**Exercise directions**
Pick up the article on variability in LED production after its last sentence below and write the next few paragraphs.

**Excerpted text**

* * *

Resources | LpR Article | Research | LEDs | Manufacturing | Quality | May 16, 2017

Variability in LED Production and the Impact on Performance

LEDs are subject to manufacturing deviations, which have an impact on the end product. Benoit Bataillou and T. Merelle, guest authors from Pi Lighting, review the surprisingly large impact on LED performance and light quality. They used traditional as well as modern indicators like CRI and TM-30 as well as the latest circadian indices to measure. The results are explained by spectral modeling and a variability study. They show the large impact on CRI, even with small deviations inside the same bin.

One of the most known but least understood subjects is LED variability. Variability is, as Wikipedia defines it, how a distribution or series of data is stretched or squeezed. – But where does it come from?

A white LED is a little system. A semiconductor device (or several devices), is covered with an encapsulant and phosphorus connected inside a package, sometimes with an extra primary optics on top. For those who come from the “Silicon world”, the first striking difference in the LED world is the material defects quantities- Without going in too many details, one can assume about 5 to 7 orders of magnitude between the density of crystalline defects within the grown LED material and a regular epiwafer for the silicon world [1].

The structure itself, the emissive part of the blue die, is a stack of layers of different composition, each of them of an average 2 to 3 nanometers thick [2]. This is a crystalline layer of 6 atoms thick, covering the area of the device (typically 0.5 to 1 square millimeter). In this structure called quantum wells, each variation of thickness leads to a different light emission. There is a batch effect (lot to lot), a tooling effect (tool to tool) and statistical effects (variation of well thicknesses).


Figure 1:
Royal blue InGaN LED, also nicknamed a “pump”

Contributors to Variations

So first, the light emission of blue has intrinsically a large variability, and those large peaks a blue LED shows are well known. Showing those peaks to experts in II-VI semiconductors or GaAs epitaxy engineers, I overheard in the lab that those peaks were more “potatoes” than peaks. The position of the peak also moves with the content of the quantum wells and their average thickness.

Second, the rest of the LED also brings in variability. Phosphorus is a mix of several compounds, doped garnets embedded in a matrix. This material has the property to absorb (not equally) a set of wavelengths and convert them
(not equally) to longer wavelengths.

Third, the package and reflections within the package cause another source of variability, slight misalignment of the die within the package can cause different light paths, and such different color shifts.

The result of this, and everything above depending on current and temperature, is white light that the eye (which is quite a nice color sensitive device) detects.

* * *

**Extracted records**

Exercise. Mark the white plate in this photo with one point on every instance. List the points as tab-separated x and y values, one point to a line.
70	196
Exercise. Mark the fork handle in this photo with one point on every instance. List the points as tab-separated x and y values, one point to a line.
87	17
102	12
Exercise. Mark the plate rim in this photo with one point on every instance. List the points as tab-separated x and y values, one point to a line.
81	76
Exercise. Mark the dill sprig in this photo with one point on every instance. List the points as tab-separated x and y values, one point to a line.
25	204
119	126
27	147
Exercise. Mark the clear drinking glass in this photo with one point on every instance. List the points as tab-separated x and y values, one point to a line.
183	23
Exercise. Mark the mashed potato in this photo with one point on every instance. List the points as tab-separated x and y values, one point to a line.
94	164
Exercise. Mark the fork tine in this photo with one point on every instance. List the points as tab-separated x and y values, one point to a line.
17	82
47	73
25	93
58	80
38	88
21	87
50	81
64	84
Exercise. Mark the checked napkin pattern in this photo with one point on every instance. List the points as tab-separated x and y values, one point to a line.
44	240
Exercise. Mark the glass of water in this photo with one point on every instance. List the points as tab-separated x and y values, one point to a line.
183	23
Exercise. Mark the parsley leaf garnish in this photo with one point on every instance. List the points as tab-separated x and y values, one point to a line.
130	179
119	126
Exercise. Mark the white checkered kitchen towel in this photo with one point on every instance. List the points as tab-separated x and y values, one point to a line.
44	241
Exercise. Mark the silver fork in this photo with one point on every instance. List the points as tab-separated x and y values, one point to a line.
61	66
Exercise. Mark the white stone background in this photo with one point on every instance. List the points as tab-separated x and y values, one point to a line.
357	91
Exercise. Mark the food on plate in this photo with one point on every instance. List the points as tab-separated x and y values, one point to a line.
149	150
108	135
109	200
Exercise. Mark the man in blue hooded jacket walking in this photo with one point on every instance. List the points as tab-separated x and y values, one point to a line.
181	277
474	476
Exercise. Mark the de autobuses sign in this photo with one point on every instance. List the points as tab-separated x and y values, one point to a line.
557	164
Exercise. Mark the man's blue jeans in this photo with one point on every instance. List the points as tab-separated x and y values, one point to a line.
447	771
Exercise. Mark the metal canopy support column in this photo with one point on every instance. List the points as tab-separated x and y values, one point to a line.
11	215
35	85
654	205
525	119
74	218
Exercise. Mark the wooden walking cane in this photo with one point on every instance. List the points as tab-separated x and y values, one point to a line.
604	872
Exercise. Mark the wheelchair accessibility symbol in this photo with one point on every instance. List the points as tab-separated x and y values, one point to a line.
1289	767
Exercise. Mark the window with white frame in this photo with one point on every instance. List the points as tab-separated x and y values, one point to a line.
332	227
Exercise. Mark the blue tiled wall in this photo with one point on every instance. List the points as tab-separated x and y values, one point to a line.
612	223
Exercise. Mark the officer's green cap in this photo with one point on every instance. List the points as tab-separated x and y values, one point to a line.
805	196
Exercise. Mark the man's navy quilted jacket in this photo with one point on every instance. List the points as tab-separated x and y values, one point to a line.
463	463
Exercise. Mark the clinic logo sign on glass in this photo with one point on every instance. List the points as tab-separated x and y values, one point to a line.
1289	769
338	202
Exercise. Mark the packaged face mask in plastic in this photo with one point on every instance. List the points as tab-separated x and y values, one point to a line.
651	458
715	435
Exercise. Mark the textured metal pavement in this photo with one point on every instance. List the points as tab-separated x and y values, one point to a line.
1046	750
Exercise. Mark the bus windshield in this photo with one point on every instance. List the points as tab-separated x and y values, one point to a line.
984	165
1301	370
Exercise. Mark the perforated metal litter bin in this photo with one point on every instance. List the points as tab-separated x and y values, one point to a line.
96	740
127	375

* * *

**Exercise output**
From this over-summarized view, LED production can be expected to be a fine cuisine (and cuisine is an art where I come from), and will show consequent variability in the resulting color points.

What does it give us? A population of “identical” LEDs, which are actually far from identical, from which the manufacturer will select bins (color bins, Vf bins, CRI bins, etc.), to reduce variability. In the rest of the paper ANSI binning will be used as basis, as it’s the most popular binning approach. But all apply to divide the color space.

Figure 2: The champion white LED spectrum(orange), and the model fit (blue)

Figure 3: 4000 K ANSI bin LED divided into 4 sub- bins, and 85000 color points of virtual LEDs obtained by modifying the champion white LED

Simulating Variability

The following example of simulation of variability demonstrates a simple case. Starting from measuring a single LED, from a manufacturer that was nice enough to participate in this study, a model was developed to fit it.

Starting from this “champion LED”, the spectrum will slightly be modified to evaluate the consequences.

Being relatively satisfied with the fit quality, the two peaks (the blue peak and “yellow” peak) were extracted. Then, the position of the blue peak was slightly changed, and the resulting variations in the phosphorus composition were simulated by changing the height of the yellow peak.

A “virtual binning”, will be done and the spectra chosen with color points staying inside the four “ANSI 4000 K” bins [3].

Of course, models must be validated. To do a quick check, two extra LEDs were measured, provided by the same manufacturer, located in different sub-bins of the same large bin (we are trying to obtain color points far away from the champion LED color point).

Those LEDs were measured looking in the large color cloud
for two color points as close as possible. Then the spectra between the original simulation and a real LED located at same color point 
were compared. The result is shown in figures 4.

Figures 4: Two new LEDs, measured and compared with spectra in cloud above where the color point is as close as possible

From the figures above can be recognized that there are some slight differences, so the validation of the model is not perfect, but overall the spectrum is well represented.

Now what? Assuming that a population of LEDs is adequately correct simulated, it is possible to have a look at the variability of the different colorimetry metrics.

Logically, CCT varies of 225 K (the size of the bin). More interesting is the variation of CRI within this color cloud.

There is a variation range of approximately 6 points of CRI,
and 29 points of R9. In terms of percentages, R9 has variability close to 300% (3 standard deviations), ranging from negative values
up to 25.

It is noteworthy to mention that the only cause of this variation is the small spectral changes from an LED to another within the same bin.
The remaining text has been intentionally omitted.